# Teichwanne auf Terasse aber wie?



## Deudette (16. Juni 2009)

Hallo Zusammen

mein name ist Rahel, ich habe mich schon kreuz und quer durch das Forum gelesen und vile gute Tipps über bepflanzung und co. gefunden.

Zu meiner Frage: ich plane auf meiner Dachterasse einen Miniteich zu Bauen.
Ich habe mir gedacht ich Kaufe ein fertig Teichbecken mit 300 bis 700l fassungsvermögen masse ca. 2m lang 1.30 breit und 50 - 80 cm Tief.
Und Baue darum eine art Holzpodest in der selben höhe wie das Becken, die frage ist nur ob das genügend stabilität bietet?( ein quadratisches podest aus einer Holzbalkenkonstruktion in deren mitte das Teichbecken steht und rundherum gestützt wird, und obendrauf dan Terassen Dielen zum Sitzen und Liegen während man in den Teich guckt)

soweit die Theorie... natührlich möchte ich nur Pflanzen und keine armen Fische, da den Ganzen morgen voll Sonne! 

Und noch eine Frage: Ich habe so eine kleine springbrunnen wasserspiel Pumpe  mit 450l /h leistung ist das geeignet für so einen Teich?

Ich bin sehr Froh über alle Anregungen und Infos

Danke


----------



## Deudette (17. Juni 2009)

*AW: Teichwanne auf Terasse aber wie?*

Hey ich sehe Ihr lest mehr als Ihr schreibt, schade......
also Konkreter mein Teichbecken hat die masse :
länge: ca. 3 m
breite (grösserer teil) : 135cm
breite (kleinerer teil) : 110 cm
tiefe (tieferer teil) : 65cm
tiefe (kleinerer teil) : 45cm
Ich will einen Holzkasten bauen, das becken hineinstellen und die lücken mir kies sand oder erde füllen was meint Ihr könnte das gehen??

Ich wäre echt froh über ein paar antworten


----------



## Claudia & Ludwig (17. Juni 2009)

*AW: Teichwanne auf Terasse aber wie?*

Hallo Rahel,

zunächst einmal :willkommen hier im Teichforum.

Ein Fertigbecken in eine Holzkonstruktion einzubauen wird sicherlich gehen, sofern die Konsturktion stabil genug gebaut wird. Und Du natürlich alle Hohlräume zwischen Becken und Holzkonstruktion mit Sand oder ähnlichem verfüllst, damit sich das Becken weder absenkt noch verzieht.

#### DATENSÄTZE:
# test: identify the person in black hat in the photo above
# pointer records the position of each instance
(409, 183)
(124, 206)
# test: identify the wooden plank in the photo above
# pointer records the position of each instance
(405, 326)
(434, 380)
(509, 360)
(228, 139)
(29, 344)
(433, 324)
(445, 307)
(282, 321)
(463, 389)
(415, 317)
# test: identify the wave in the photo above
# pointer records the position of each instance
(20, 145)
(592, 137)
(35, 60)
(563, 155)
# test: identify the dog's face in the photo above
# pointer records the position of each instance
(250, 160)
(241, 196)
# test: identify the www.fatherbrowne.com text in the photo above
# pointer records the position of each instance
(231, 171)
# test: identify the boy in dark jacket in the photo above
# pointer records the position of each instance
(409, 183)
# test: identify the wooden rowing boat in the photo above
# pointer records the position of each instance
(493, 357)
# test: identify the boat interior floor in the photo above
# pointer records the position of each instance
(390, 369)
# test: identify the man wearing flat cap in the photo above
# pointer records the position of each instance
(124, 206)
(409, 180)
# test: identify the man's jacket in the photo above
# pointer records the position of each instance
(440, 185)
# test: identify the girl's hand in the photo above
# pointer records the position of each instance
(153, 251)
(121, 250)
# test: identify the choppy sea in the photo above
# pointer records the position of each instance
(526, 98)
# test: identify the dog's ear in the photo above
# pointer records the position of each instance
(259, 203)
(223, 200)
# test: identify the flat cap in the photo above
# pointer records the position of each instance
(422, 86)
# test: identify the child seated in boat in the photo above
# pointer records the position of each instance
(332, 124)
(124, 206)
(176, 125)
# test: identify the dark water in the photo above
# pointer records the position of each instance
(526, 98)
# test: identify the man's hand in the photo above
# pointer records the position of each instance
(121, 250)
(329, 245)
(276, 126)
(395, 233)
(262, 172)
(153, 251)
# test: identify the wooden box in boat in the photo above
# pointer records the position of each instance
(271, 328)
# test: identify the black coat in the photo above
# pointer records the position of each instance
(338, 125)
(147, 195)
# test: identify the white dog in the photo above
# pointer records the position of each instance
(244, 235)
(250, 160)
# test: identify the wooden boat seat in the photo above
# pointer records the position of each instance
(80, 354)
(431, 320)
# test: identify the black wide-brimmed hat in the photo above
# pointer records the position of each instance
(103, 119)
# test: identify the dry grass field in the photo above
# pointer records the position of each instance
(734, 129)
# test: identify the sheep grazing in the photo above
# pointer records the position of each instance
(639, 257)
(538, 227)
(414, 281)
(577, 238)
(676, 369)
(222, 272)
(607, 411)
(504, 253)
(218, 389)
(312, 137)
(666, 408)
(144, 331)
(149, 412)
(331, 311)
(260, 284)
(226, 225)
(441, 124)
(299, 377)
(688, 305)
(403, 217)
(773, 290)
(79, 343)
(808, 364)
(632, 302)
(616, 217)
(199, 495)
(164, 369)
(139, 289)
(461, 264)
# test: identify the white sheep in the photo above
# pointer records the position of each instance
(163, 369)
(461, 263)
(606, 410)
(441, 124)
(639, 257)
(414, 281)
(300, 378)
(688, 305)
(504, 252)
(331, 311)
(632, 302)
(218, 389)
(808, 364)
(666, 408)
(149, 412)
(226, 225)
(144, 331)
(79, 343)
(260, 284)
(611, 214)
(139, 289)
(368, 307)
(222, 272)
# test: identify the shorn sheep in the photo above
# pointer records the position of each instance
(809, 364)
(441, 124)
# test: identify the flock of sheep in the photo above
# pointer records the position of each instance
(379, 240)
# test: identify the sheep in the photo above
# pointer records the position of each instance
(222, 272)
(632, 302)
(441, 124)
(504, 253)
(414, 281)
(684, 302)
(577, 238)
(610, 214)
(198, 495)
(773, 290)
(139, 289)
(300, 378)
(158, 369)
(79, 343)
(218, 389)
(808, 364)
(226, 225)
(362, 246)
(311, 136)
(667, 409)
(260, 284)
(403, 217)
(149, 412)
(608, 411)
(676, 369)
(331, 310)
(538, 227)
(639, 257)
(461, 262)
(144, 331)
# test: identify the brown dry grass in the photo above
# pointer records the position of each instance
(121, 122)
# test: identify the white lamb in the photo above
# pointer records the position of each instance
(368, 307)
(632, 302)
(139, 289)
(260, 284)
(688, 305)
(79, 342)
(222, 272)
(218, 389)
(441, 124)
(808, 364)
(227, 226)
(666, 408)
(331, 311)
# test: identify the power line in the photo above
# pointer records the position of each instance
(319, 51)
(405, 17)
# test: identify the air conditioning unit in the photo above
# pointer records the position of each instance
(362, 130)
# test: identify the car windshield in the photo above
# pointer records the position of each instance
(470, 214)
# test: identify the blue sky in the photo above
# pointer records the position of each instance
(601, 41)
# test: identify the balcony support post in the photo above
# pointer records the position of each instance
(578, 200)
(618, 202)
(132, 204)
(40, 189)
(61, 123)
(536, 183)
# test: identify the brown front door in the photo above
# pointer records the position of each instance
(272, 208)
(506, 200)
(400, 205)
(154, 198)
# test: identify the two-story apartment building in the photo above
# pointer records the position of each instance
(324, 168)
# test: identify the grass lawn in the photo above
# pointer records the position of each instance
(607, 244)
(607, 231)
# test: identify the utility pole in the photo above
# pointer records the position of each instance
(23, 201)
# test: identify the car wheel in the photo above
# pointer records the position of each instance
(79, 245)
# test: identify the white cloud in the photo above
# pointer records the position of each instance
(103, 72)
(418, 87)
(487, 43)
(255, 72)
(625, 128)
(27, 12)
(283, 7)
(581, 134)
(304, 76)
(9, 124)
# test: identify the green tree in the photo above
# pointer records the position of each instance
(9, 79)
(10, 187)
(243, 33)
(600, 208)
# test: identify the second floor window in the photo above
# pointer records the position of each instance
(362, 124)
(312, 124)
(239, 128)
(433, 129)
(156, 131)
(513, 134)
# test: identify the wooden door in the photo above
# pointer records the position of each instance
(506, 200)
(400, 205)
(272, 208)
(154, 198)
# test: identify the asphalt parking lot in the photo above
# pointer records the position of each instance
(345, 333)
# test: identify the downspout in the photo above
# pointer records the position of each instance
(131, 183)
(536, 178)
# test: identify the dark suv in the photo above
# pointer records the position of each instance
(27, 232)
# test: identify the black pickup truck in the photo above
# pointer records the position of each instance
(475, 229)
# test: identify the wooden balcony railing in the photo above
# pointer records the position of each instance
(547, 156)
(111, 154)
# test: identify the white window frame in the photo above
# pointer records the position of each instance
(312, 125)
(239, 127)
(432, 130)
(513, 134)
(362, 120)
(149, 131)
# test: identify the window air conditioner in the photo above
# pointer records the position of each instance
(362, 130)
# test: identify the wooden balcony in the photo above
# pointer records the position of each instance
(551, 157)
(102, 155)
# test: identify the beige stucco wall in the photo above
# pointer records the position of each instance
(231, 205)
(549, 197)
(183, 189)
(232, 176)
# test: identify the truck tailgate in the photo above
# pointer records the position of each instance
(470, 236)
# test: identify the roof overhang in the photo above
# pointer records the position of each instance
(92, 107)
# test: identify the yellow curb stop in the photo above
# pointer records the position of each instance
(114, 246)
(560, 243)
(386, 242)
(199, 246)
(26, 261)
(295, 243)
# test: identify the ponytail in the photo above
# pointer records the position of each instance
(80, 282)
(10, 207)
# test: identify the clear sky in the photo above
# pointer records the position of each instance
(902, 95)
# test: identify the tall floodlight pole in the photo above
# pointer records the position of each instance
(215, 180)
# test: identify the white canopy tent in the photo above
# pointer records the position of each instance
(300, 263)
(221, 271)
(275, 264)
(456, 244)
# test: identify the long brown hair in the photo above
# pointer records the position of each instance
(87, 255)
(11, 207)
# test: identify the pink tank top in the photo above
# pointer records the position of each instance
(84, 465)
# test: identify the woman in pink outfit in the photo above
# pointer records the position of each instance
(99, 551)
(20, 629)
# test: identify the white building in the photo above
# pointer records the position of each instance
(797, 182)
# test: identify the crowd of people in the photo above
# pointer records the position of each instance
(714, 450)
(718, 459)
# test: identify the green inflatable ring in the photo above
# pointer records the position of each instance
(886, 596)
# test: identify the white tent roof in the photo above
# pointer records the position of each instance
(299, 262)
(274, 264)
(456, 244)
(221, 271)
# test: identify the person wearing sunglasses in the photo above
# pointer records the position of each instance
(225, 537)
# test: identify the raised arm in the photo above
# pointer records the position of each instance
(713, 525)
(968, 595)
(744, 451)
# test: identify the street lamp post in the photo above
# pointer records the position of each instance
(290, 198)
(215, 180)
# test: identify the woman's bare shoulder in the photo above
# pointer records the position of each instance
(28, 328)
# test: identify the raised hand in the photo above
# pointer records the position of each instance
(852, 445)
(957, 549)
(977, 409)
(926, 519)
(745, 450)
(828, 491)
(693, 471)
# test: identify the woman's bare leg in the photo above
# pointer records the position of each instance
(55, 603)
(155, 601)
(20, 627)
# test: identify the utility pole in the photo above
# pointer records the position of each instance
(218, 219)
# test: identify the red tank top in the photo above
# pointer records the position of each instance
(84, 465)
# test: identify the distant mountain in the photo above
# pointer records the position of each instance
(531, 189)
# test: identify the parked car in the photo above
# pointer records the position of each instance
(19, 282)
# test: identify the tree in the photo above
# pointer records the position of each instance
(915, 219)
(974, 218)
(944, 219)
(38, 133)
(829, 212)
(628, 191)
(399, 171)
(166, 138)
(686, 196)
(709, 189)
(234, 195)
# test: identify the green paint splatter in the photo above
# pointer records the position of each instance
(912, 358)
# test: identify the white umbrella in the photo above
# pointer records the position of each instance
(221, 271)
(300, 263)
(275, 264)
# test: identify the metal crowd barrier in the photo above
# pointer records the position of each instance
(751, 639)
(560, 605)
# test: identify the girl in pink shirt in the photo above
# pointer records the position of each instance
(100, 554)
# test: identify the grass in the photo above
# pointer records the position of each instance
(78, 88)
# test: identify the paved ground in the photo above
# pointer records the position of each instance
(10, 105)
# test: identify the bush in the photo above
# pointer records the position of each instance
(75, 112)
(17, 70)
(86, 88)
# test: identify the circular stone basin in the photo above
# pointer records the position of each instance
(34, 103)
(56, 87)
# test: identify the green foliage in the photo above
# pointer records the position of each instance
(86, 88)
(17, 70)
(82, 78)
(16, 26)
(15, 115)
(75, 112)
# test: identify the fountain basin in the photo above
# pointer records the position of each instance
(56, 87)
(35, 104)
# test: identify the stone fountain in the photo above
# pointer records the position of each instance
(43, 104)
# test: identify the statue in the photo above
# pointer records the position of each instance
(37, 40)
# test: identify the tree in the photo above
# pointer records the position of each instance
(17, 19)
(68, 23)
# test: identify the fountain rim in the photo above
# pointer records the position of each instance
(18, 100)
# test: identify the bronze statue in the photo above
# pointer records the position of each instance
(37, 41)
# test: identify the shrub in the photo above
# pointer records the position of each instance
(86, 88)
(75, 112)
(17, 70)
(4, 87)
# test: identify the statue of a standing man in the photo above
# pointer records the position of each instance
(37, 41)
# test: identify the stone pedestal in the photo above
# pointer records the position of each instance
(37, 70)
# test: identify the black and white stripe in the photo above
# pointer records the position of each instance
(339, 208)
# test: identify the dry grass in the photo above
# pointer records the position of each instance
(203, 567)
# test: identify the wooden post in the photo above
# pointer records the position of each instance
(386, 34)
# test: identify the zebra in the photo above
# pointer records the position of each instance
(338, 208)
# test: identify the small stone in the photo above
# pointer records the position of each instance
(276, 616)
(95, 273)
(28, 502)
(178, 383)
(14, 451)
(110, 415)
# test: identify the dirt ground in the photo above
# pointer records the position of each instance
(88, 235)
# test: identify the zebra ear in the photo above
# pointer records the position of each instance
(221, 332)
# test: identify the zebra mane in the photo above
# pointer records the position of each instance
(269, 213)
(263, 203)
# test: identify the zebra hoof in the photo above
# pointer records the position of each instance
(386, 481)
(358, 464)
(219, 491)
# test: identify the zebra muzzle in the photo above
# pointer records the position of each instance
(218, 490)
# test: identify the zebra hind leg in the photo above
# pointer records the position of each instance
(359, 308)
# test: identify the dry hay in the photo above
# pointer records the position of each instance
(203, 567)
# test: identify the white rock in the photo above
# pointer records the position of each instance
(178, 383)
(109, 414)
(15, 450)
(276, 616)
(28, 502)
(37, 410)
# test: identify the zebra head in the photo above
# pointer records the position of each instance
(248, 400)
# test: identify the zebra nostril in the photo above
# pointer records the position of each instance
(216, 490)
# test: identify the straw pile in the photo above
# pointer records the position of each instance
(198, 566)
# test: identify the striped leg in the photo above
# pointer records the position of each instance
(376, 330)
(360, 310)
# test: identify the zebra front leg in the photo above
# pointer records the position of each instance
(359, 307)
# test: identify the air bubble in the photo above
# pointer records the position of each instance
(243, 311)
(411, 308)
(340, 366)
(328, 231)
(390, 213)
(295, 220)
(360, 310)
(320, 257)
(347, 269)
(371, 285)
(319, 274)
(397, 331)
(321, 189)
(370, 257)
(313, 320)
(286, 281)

#### WAS ZU TUN IST:
- a) Erkläre in ein bis drei Sätzen, warum laut der Antwort von Claudia & Ludwig im Forumsthread zur Teichwanne auf der Terrasse die Hohlräume zwischen Becken und Holzkonstruktion verfüllt werden sollen.
- b) Setze den Forumsthread zur Teichwanne auf der Terrasse im Anschluss an seinen letzten Satz fort.
Die Datensätze spielen hierfür keine Rolle.

#### ENDERGEBNISSE:
- a) Die Hohlräume zwischen Becken und Holzkonstruktion sollen mit Sand oder Ähnlichem verfüllt werden, damit sich das Becken weder absenkt noch verzieht.

- b)
Allerdings gäbe es noch etwas zu bedenken: Das Becken plus Unterbau und Terrasse plus Verfüllmaterial dürfte ein ziemliches Gewicht haben ... ob das auf einer Dachterrasse so ohne weiteres aufgebaut werden sollte und darf 

Und einen Nachteil wird Dein Dachteich sicherlich im Winter haben: da rundherum kein schützendes Erdreich dürfte er schneller durchfrieren, als Teiche dieser Tiefe es sonst eh schon tun. Auch wenn Du ja keine Fische in den Teich aussetzen möchtest ... auch die Pflanzen müssten dann entsprechend ausgesucht werden.

aber sonst, denken wir, das müsste gehen ...

Viel Spass bei der weiteren Planung und dann bei der Umsetzung


----------



## mitch (17. Juni 2009)

*AW: Teichwanne auf Terasse aber wie?*

hallo rahel,

:willkommen im forum.


da war schon mal so ne frage: https://www.hobby-gartenteich.de/xf/threads/21600

sand / kies / erde können ganz schön schwer werden 

ja die pumpe würde von der leistung schon reichen, aber die brauchst wahrscheinlich nicht - denke daran das z.b. seerosen es nicht mögen ständig von oben berieselt zu werden


----------



## Wuzzel (17. Juni 2009)

*AW: Teichwanne auf Terasse aber wie?*

HiHo ...
eines musst Du bei Teich und Forum immer haben... Geduld ! 
Nicht jeder ist jeden Abend online, also nicht nervös werden, wenn nicht innerhalb der ersten Zeit Antworten kommen. Vielleicht kannst Du zusätzlich auch noch Bilder einstellen von der Situation und Deiner Planung ? Dann wird vieles deutlicher und Du bekommst aussagekräftigere Antworten. 

Mir persönlich fällt bei Teich auf Dach in erster Linie mal der Statiker ein, den man unbedingt mal fragen sollte. 

Liebe Grüße und Willkommen im Forum 

Wolf


----------



## Dilmun (17. Juni 2009)

*AW: Teichwanne auf Terasse aber wie?*

Hallo Rahel!

Was, wenn du Bauschaum mit Styropor (bzw. Styrodur) kombinierst. Das geht nicht so stark auf die Geldbörse. Und leicht wäre es auch. 
Die Frage wegen der Belastbarkeit der Terrasse bleibt trotzdem.


----------



## Deudette (17. Juni 2009)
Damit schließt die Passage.